DIRECTIONS
Print the entries that appear below, exactly as written and without their pictures.

-- EXERCISE MATERIALS follows --

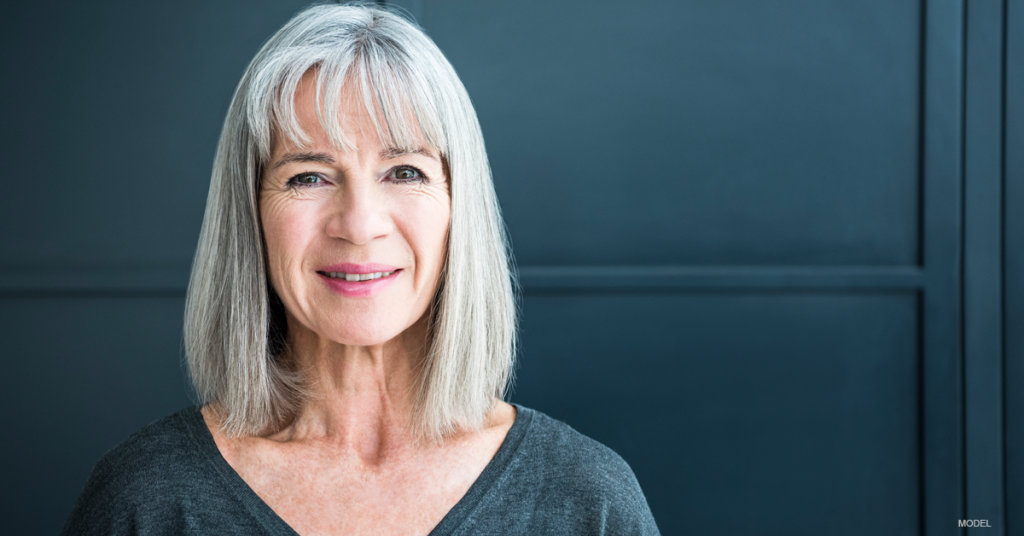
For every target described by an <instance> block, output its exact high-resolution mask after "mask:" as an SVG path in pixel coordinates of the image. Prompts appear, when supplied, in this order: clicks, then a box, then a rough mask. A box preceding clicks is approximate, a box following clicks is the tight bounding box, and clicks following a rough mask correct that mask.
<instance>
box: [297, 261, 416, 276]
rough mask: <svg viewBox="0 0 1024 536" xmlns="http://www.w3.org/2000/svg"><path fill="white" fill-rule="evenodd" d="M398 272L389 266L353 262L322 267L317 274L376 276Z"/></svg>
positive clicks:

-- EXERCISE MATERIALS concluded --

WRITTEN REPLY
For every target described by an <instance> block, output its exact high-resolution mask after "mask:" as an SVG path in pixel coordinates of the image. Prompts appear, when supplied, in this order: clicks, then a box, then a rough mask. A box preceding clicks is approximate, a box following clicks is the tight bounding box, and clicks following a rough mask correct that mask.
<instance>
box: [297, 261, 416, 276]
rough mask: <svg viewBox="0 0 1024 536" xmlns="http://www.w3.org/2000/svg"><path fill="white" fill-rule="evenodd" d="M398 272L389 266L353 262L322 267L317 274L376 276Z"/></svg>
positive clicks:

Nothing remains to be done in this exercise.